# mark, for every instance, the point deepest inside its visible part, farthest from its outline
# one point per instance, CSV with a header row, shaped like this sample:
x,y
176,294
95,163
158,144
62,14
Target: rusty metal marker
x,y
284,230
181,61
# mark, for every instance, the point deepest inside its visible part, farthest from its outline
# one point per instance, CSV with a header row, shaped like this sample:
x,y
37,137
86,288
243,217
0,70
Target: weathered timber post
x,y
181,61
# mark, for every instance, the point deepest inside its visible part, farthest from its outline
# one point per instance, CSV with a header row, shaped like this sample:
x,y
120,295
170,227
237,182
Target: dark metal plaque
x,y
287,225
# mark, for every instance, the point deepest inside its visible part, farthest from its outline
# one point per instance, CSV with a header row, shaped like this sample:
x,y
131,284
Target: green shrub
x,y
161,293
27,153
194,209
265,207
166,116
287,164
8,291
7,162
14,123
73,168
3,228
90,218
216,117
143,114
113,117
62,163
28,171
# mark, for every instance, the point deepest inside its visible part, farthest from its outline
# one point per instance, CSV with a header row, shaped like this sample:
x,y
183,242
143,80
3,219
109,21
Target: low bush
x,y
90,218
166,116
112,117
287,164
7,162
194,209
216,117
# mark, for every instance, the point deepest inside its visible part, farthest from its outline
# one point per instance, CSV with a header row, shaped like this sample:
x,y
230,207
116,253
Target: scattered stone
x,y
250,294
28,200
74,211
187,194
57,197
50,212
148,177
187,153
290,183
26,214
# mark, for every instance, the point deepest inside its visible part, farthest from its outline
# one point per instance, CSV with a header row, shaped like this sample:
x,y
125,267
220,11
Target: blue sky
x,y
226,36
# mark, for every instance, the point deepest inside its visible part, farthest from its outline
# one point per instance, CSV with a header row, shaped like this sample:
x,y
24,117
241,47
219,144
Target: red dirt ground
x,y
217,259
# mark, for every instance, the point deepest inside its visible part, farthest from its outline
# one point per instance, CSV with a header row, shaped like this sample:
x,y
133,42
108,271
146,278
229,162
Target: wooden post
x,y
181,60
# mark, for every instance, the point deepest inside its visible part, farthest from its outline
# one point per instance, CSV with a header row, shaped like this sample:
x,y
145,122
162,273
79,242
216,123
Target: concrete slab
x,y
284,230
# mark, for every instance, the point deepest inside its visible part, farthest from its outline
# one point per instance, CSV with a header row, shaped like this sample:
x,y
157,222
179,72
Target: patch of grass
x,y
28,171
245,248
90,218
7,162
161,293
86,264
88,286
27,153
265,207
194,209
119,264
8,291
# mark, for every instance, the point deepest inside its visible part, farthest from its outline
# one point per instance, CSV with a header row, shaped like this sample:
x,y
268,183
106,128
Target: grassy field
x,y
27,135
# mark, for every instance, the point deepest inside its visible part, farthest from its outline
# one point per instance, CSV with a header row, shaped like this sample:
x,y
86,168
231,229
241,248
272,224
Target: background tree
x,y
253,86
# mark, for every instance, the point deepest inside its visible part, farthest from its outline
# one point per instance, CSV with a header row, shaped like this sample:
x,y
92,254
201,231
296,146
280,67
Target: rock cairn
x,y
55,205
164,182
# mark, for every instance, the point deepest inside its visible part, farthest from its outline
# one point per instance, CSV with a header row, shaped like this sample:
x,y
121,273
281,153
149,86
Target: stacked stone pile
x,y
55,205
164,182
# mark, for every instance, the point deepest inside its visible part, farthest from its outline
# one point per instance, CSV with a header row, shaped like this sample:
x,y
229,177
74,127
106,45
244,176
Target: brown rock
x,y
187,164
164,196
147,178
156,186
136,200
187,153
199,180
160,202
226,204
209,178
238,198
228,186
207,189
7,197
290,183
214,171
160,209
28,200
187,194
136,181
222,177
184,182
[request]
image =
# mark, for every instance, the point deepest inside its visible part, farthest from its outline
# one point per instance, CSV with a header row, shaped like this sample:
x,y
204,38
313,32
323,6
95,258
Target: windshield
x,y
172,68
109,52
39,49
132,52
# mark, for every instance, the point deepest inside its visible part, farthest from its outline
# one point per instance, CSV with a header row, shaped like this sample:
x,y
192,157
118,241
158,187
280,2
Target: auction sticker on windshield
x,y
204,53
━━━━━━━━━━━━━━━━━━━━━━━━━━━━━━
## AIM
Please pull out every line of the data above that contains the word "rock", matching case exactly.

## RESPONSE TO THIS TASK
Target: rock cairn
Target: brown rock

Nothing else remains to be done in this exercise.